Sunday, June 26, 2016

Training the Psychiatrists

I am sure psychiatrists get all sorts of training, but from the patient's point of view, we want them to be trained to understand our problems. My first therapist ever, after a bad boyfriend breakup, was very helpful to me but she hadn't had cancer and didn't get all that part of my emotions. but she was very helpful to me.

After breast cancer, I got a new therapist. She had had breast cancer. She really got that part of me. Then she retired!!!

I tried a new therapist who told me about her ailments more than I told her about my ailments. Then I canned her and found a new one. While she hasn't had cancer, its okay because she understands the rest of me and cancer is not currently my main issue. Actually, I need to rephrase that. Cancer is not my main health issue currently. My main health issue is that my health sucks.

But I digress. This morning I stumbled across an article from The Psychiatric Times explaining breast cancer to psychiatrists. This is a great idea. It discussing its incidence (12% of women world wide).

"To support patients with breast cancer, it is important to understand the trajectory and practical logistics of breast cancer treatment. Psychiatrists should also be aware of possible medication interactions, psychiatric or neurologic adverse effects of treatment, and signs of disease progression—issues that are the focus of this article. "

Um, yes, hello! I have spent a lot of trying to manage medication interactions. Because of all my medications, needing antibiotics gets complicated quickly.

"Adjustment, depressive, and anxiety disorders are the most common forms of neuropsychiatric illness in patients with breast cancer. Risk factors include younger age, receipt of chemotherapy, hormonal disruption (amenorrhea/hot flashes), and marital discord. Symptoms appear to be most prominent at specific points in the course of the illness:
  • At diagnosis
  • At completion of active treatment, when patients are confronted with existential angst and fears of recurrence in the setting of less active follow-up with medical providers
  • At diagnosis of recurrence or metastasis"
Yoo hoo, that end of active treatment where you oncologist says come back in six months and we all fall apart. That is a key point for cancer patients. I'm not thinking about that last bullet, just shutting it out of my brain.

But I am happy to see this. If a psychiatrist has not had the ailment which is the cause of the anxiety/depression for the patient, they do need additional training so they understand.

1 comment:

Arla said...

Haven't been on in awhile now, Caroline, but this post is spot on. And a main reason I quit writing. The anxiety of it all. My sister who along with myself, was also diagnosed TNBC, was diagnosed multiple myeloma yesterday after being NED since 2008. :( Dammit. And suddenly, even being 6yrs NED myself, my anxiety level kicked up a notch ya know. You get it. Wish you were feeling better. Sending you warmest regards.
------------------------------
## [What the task requires]
Edit the blog post on training psychiatrists from "Um, yes, hello!" up to and including "gets complicated quickly.", changing "antibiotics" to "painkillers". The data that comes next is separate material, unrelated to the blog post on training psychiatrists.

## [Material provided]
------------------------------
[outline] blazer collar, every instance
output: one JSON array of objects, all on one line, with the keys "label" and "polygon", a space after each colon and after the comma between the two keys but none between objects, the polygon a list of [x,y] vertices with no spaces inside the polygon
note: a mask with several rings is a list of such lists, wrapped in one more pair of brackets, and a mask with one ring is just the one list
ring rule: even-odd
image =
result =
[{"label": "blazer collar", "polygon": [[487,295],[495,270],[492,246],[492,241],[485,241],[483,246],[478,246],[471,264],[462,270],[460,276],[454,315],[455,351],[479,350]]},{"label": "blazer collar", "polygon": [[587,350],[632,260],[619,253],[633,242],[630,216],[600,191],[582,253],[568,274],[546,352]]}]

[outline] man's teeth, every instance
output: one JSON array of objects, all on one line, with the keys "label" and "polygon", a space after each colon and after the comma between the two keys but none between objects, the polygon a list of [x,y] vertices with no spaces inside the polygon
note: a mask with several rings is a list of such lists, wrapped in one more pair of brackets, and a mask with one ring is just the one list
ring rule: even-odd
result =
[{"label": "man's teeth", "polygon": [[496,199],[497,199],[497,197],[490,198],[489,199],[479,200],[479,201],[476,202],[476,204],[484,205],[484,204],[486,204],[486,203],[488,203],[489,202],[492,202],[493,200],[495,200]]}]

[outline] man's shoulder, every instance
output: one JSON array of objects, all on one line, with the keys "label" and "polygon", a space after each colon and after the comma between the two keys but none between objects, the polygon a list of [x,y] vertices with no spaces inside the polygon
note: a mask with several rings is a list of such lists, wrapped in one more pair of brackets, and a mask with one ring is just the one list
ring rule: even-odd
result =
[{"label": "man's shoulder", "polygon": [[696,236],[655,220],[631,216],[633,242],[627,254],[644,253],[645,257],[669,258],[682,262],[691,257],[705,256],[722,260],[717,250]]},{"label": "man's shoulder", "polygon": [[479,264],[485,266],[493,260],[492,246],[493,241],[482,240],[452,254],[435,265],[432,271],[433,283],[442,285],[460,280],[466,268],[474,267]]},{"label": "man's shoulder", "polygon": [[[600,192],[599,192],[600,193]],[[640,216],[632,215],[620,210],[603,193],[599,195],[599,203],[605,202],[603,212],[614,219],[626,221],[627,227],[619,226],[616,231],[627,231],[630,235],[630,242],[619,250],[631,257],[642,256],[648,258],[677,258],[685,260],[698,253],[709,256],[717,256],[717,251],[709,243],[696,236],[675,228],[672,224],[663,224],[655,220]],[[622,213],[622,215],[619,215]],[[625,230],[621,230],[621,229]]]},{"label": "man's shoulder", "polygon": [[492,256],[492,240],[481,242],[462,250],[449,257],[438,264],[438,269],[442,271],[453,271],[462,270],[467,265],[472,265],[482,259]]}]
------------------------------
## [Output for this exercise]
Um, yes, hello! I have spent a lot of trying to manage medication interactions. Because of all my medications, needing painkillers gets complicated quickly.